→ **YOUR GOAL**: Output the listing below as a Markdown table with the columns Number and Entry, where each non-blank line becomes one row in order, numbered from 1, with the full line as its Entry.

→ **SUPPLIED INFORMATION**:
=-=-=
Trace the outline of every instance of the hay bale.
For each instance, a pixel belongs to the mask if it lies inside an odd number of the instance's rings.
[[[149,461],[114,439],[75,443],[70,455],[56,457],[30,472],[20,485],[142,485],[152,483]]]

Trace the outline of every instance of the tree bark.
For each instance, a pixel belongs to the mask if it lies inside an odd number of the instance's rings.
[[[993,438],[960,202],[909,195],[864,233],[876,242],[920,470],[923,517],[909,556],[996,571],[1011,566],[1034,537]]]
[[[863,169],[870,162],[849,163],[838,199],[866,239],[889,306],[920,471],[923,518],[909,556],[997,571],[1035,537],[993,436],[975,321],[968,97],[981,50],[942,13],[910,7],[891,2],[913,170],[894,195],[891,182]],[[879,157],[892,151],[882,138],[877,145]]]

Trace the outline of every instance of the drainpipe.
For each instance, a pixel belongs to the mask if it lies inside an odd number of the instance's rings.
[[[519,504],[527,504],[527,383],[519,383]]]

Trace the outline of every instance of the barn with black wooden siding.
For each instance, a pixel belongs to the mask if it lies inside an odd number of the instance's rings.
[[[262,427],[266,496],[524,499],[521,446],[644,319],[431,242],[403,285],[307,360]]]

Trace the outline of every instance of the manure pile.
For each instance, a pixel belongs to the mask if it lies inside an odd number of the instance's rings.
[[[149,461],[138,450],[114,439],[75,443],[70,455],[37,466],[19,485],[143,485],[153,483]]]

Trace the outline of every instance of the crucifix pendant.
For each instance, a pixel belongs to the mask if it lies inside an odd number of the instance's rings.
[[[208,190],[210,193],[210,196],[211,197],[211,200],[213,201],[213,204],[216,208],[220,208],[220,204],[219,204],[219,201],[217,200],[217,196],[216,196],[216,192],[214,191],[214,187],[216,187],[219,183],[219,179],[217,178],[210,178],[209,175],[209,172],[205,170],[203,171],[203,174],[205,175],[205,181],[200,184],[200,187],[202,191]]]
=-=-=
→ **RESPONSE TO THE TASK**:
| Number | Entry |
|---|---|
| 1 | Trace the outline of every instance of the hay bale. |
| 2 | For each instance, a pixel belongs to the mask if it lies inside an odd number of the instance's rings. |
| 3 | [[[149,461],[114,439],[75,443],[70,455],[56,457],[30,472],[20,485],[142,485],[152,483]]] |
| 4 | Trace the outline of every instance of the tree bark. |
| 5 | For each instance, a pixel belongs to the mask if it lies inside an odd number of the instance's rings. |
| 6 | [[[993,438],[960,202],[909,195],[864,233],[876,242],[920,470],[923,517],[909,556],[996,571],[1011,566],[1034,537]]] |
| 7 | [[[863,169],[870,162],[849,163],[838,199],[866,239],[889,306],[920,471],[923,518],[909,556],[997,571],[1035,537],[993,436],[975,321],[968,97],[981,50],[942,13],[910,7],[891,2],[913,170],[894,195],[891,182]],[[879,157],[892,151],[882,138],[877,145]]] |
| 8 | Trace the outline of every instance of the drainpipe. |
| 9 | For each instance, a pixel belongs to the mask if it lies inside an odd number of the instance's rings. |
| 10 | [[[519,504],[527,504],[527,383],[519,383]]] |
| 11 | Trace the outline of every instance of the barn with black wooden siding. |
| 12 | For each instance, a pixel belongs to the mask if it lies inside an odd number of the instance's rings. |
| 13 | [[[262,427],[266,496],[524,499],[521,446],[644,319],[431,242],[403,285],[307,360]]] |
| 14 | Trace the outline of every instance of the manure pile. |
| 15 | For each instance, a pixel belongs to the mask if it lies inside an odd number of the instance's rings. |
| 16 | [[[149,461],[138,450],[114,439],[75,443],[70,455],[37,466],[19,485],[143,485],[153,483]]] |
| 17 | Trace the outline of every instance of the crucifix pendant. |
| 18 | For each instance, a pixel belongs to the mask if it lies inside an odd number of the instance's rings. |
| 19 | [[[208,190],[210,193],[210,196],[211,197],[211,200],[213,201],[213,204],[216,208],[220,208],[220,204],[219,204],[219,201],[217,200],[217,196],[216,196],[216,192],[214,191],[214,187],[216,187],[219,183],[219,179],[217,178],[210,178],[209,175],[209,172],[205,170],[203,171],[203,174],[205,175],[205,181],[200,184],[200,187],[202,191]]] |